— Begin DATA RECORDS —
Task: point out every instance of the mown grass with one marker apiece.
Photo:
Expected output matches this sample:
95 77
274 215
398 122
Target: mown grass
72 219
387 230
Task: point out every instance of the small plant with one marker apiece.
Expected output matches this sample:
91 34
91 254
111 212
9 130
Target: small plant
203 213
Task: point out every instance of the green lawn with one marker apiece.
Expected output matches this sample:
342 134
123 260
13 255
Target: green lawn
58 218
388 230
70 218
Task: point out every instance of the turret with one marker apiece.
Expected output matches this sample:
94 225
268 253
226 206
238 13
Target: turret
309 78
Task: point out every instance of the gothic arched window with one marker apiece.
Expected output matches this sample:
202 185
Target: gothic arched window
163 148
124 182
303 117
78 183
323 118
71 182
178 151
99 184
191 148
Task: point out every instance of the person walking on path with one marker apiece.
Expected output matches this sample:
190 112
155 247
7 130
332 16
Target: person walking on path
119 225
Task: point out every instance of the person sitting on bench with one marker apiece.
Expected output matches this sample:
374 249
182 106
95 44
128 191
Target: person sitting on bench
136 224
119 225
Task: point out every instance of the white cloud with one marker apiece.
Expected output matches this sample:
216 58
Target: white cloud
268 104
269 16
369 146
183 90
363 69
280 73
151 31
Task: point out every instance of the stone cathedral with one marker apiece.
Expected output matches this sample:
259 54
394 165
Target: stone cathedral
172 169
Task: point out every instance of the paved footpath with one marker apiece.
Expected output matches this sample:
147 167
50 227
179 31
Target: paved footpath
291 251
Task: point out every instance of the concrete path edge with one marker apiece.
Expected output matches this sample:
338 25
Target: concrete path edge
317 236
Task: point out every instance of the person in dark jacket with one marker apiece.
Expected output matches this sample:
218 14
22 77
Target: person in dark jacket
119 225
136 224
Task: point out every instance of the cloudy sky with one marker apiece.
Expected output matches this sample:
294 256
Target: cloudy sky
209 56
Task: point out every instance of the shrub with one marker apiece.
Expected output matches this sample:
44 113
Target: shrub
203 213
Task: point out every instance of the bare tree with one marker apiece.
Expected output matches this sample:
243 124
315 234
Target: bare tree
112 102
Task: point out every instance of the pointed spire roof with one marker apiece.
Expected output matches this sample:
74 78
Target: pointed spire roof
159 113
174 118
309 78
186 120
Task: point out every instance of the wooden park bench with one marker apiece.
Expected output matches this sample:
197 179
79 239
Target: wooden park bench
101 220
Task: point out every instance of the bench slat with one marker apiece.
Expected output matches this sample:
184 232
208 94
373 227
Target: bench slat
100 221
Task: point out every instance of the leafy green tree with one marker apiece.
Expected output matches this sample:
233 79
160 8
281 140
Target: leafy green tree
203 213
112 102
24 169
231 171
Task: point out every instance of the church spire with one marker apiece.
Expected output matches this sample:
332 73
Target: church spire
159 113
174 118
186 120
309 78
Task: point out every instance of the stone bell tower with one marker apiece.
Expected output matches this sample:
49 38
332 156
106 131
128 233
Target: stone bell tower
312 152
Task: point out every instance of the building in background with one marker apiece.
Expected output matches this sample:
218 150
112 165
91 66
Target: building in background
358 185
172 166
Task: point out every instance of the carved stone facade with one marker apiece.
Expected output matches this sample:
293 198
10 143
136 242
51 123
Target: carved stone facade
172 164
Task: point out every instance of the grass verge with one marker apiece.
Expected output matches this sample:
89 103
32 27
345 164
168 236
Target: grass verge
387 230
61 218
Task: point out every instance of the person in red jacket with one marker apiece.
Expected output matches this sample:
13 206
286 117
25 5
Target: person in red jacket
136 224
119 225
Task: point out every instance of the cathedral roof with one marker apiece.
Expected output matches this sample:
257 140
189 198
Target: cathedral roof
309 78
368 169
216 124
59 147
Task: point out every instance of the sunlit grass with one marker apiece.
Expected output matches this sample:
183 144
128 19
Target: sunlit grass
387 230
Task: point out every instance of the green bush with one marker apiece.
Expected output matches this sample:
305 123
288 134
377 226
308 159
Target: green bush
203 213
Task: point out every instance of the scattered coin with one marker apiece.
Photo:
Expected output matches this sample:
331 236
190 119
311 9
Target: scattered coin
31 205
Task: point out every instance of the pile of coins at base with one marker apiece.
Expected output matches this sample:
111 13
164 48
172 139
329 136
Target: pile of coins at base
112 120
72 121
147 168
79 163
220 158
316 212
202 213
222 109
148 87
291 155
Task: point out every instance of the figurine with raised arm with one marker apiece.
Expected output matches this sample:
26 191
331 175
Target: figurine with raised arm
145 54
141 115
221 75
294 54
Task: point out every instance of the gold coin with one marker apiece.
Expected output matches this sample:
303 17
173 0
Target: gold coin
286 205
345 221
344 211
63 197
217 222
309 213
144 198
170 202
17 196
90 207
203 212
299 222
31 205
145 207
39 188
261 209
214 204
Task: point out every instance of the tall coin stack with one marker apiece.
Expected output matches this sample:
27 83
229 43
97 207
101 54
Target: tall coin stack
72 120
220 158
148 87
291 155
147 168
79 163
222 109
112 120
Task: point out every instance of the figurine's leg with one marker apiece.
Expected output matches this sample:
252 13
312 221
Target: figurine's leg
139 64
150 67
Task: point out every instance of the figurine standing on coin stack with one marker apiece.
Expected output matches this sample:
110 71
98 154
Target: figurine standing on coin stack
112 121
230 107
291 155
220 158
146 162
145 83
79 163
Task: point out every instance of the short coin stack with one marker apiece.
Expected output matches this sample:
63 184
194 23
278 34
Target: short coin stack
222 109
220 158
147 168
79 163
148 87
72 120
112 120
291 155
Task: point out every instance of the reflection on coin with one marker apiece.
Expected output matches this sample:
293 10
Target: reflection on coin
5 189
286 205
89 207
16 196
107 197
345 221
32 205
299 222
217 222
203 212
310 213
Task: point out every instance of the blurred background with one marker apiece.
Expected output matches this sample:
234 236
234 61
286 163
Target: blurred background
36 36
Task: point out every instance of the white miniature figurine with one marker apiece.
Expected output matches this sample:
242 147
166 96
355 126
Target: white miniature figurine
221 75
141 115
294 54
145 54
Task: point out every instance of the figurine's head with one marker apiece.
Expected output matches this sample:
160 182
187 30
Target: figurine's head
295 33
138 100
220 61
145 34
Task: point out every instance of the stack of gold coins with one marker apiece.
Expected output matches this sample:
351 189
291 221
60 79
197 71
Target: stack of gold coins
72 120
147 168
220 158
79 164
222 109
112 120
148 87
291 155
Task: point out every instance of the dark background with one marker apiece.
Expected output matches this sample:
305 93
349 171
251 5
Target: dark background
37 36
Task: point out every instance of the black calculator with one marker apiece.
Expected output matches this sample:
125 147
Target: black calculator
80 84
— End DATA RECORDS —
WHAT YOU SHOULD DO -> Copy every item above word for word, keeping each line unchanged and in its original order.

RESPONSE ->
Task: point out every instance of the mown grass with one marker apiece.
Photo:
Expected output matches this sample:
95 77
274 215
398 122
Target: mown grass
72 219
387 230
Task: point out every instance of the small plant with one marker apiece.
Expected output matches this sample:
91 34
91 254
111 212
9 130
Target: small plant
203 213
Task: point out every instance of the green lawn with one marker apiece.
Expected output matches this sample:
342 134
123 260
13 255
Target: green lawn
58 218
388 230
70 218
Task: point out every instance of the turret with one marker apiece.
Expected output matches this sample:
94 225
268 253
226 206
238 13
Target: turret
309 78
Task: point out every instance of the gothic arched window with one marker apiece.
Expected output matches this sample:
202 185
Target: gothic arched window
163 148
124 182
303 117
78 183
323 118
71 182
178 151
99 184
191 148
Task: point out every instance of the person walking on path with one marker apiece.
Expected output matches this sample:
190 112
155 247
7 130
332 16
Target: person walking on path
119 225
Task: point out every instance of the person sitting on bench with one marker apiece.
Expected output matches this sample:
374 249
182 106
95 44
128 191
Target: person sitting on bench
136 224
119 225
Task: point out every instance of the white cloud with one marker apiece.
Expected output matches this sample:
216 58
Target: white cloud
268 104
269 16
369 146
183 90
363 69
280 73
151 31
Task: point out every instance of the stone cathedral with one marker apiece.
Expected output matches this sample:
259 54
394 165
Target: stone cathedral
172 169
Task: point out every instance of the paved footpath with one marker apiece.
Expected output matches this sample:
147 167
50 227
179 31
Target: paved footpath
291 251
Task: point out every instance of the concrete path edge with one marker apiece.
Expected output matches this sample:
338 25
Target: concrete path edge
317 236
Task: point out every instance of the person in dark jacket with one marker apiece.
Expected output matches this sample:
218 14
22 77
Target: person in dark jacket
119 225
136 224
Task: point out every instance of the cloudy sky with one marker apiece.
Expected output matches this sample:
294 256
Target: cloudy sky
209 56
Task: point out every instance of the shrub with one marker apiece.
Expected output matches this sample:
44 113
Target: shrub
203 213
Task: point out every instance of the bare tree with one marker apiece.
Expected output matches this sample:
243 124
315 234
Target: bare tree
112 102
Task: point out every instance of the pointed spire roof with one marker apiece.
Expected output matches this sample:
74 78
Target: pointed spire roof
159 113
174 118
309 78
186 120
Task: point out every instance of the wooden park bench with one marker apiece.
Expected output matches this sample:
197 179
79 239
Target: wooden park bench
101 220
Task: point out every instance of the bench slat with one marker apiece.
Expected output matches this sample:
184 232
208 94
373 227
Target: bench slat
100 221
Task: point out every instance of the leafy green tree with one marker apiece.
Expected output matches this sample:
233 79
160 8
281 140
Target: leafy green tree
203 213
112 102
24 169
231 171
Task: point out every instance of the church spire with one marker apiece.
Expected output matches this sample:
332 73
Target: church spire
159 113
174 118
186 120
309 78
Task: point out every instance of the stone bell tower with one marker apiece.
Expected output matches this sample:
49 38
332 156
106 131
128 233
Target: stone bell tower
312 152
Task: point out every instance of the building in background with one marker apiece.
Expected output matches this sample:
218 150
112 165
91 66
Target: building in background
358 185
172 166
Task: point out every instance of the carved stone facade with one marker apiece.
Expected output matches this sample:
293 198
10 143
136 242
51 123
Target: carved stone facade
172 164
Task: point out every instance of the grass verge with one marker apiece.
Expected output matches this sample:
89 103
32 27
345 164
168 236
Target: grass verge
387 230
61 218
Task: point out every instance of the person in red jacket with one marker apiece.
Expected output matches this sample:
13 206
286 117
25 5
Target: person in red jacket
136 224
119 225
Task: point out every instance of the cathedral roof with one marker apiece.
Expected output matches this sample:
257 140
189 198
Target: cathedral roof
309 78
368 169
216 124
59 147
Task: point out every instance of the sunlit grass with one marker apiece.
Expected output matches this sample:
183 144
128 19
Target: sunlit grass
387 230
Task: point out every instance of the green bush with one marker apiece.
Expected output matches this sample:
305 123
288 134
377 226
308 159
Target: green bush
203 213
Task: point out every instance of the scattered coin with one marker apiece.
Photo:
Expected output matches this sample:
331 236
190 119
311 9
Target: scattered coin
31 205
Task: point out every instance of the pile of coins at base with one marker apiece.
Expected output matches this sample:
111 13
164 48
172 139
329 136
Target: pile of coins at base
112 120
72 121
147 168
79 163
220 158
316 212
202 213
222 109
148 87
291 155
Task: point out every instance of the figurine with raised arm with one marker apiece.
Expected output matches this sample:
26 191
331 175
Target: figurine with raised arm
145 54
141 115
221 75
294 54
Task: point out every instance of the gold coin with one marker apiece.
Expected output matches this sample:
303 17
173 0
Target: gold coin
286 205
345 221
344 211
63 197
217 222
309 213
144 198
170 202
17 196
90 207
203 212
299 222
31 205
145 207
39 188
261 209
214 204
Task: point out every instance of the tall coin stack with one marker apiece.
Expected output matches this sample:
27 83
229 43
97 207
101 54
Target: tall coin stack
72 120
220 158
148 87
291 155
147 168
79 163
222 109
112 120
Task: point out every instance of the figurine's leg with one marker apiece.
Expected output matches this sample:
252 13
312 221
Target: figurine's leg
139 64
150 67
Task: point out every instance of the figurine standing on coin stack with one marker apiece.
Expected output matches this sample:
110 71
98 154
Target: figurine standing on coin stack
112 121
230 107
291 155
220 158
146 162
145 83
79 163
Task: point out every instance of the short coin stack with one marker apiece.
Expected output matches this sample:
63 184
194 23
278 34
Target: short coin stack
222 109
220 158
147 168
79 163
148 87
72 120
112 120
291 155
Task: point out every instance of the reflection on coin with one marker apiece.
Expected output matches this sample:
293 10
Target: reflection on coin
5 189
286 205
89 207
16 196
107 197
345 221
32 205
299 222
217 222
203 212
310 213
Task: point out every instance of the blurred background with one marker apiece.
Expected output matches this sample:
234 236
234 61
286 163
Target: blurred background
36 36
Task: point out every instance of the white miniature figurine with one marker apiece.
Expected output matches this sample:
242 147
166 96
355 126
Target: white miniature figurine
221 75
141 115
294 54
145 54
Task: point out every instance of the figurine's head with one marker apiece.
Expected output matches this sample:
160 182
187 30
Target: figurine's head
295 33
138 100
220 61
145 34
Task: point out every instance of the stack of gold coins with one marker apiece.
Expected output matches this sample:
351 189
291 221
60 79
197 71
Target: stack of gold coins
72 120
147 168
220 158
79 164
222 109
112 120
148 87
291 155
Task: point out every instance of the dark background with one marker apiece.
Expected output matches this sample:
305 93
349 171
251 5
Target: dark background
37 36
Task: point out every instance of the black calculator with one marker apiece.
Expected output matches this sample:
125 147
Target: black calculator
80 84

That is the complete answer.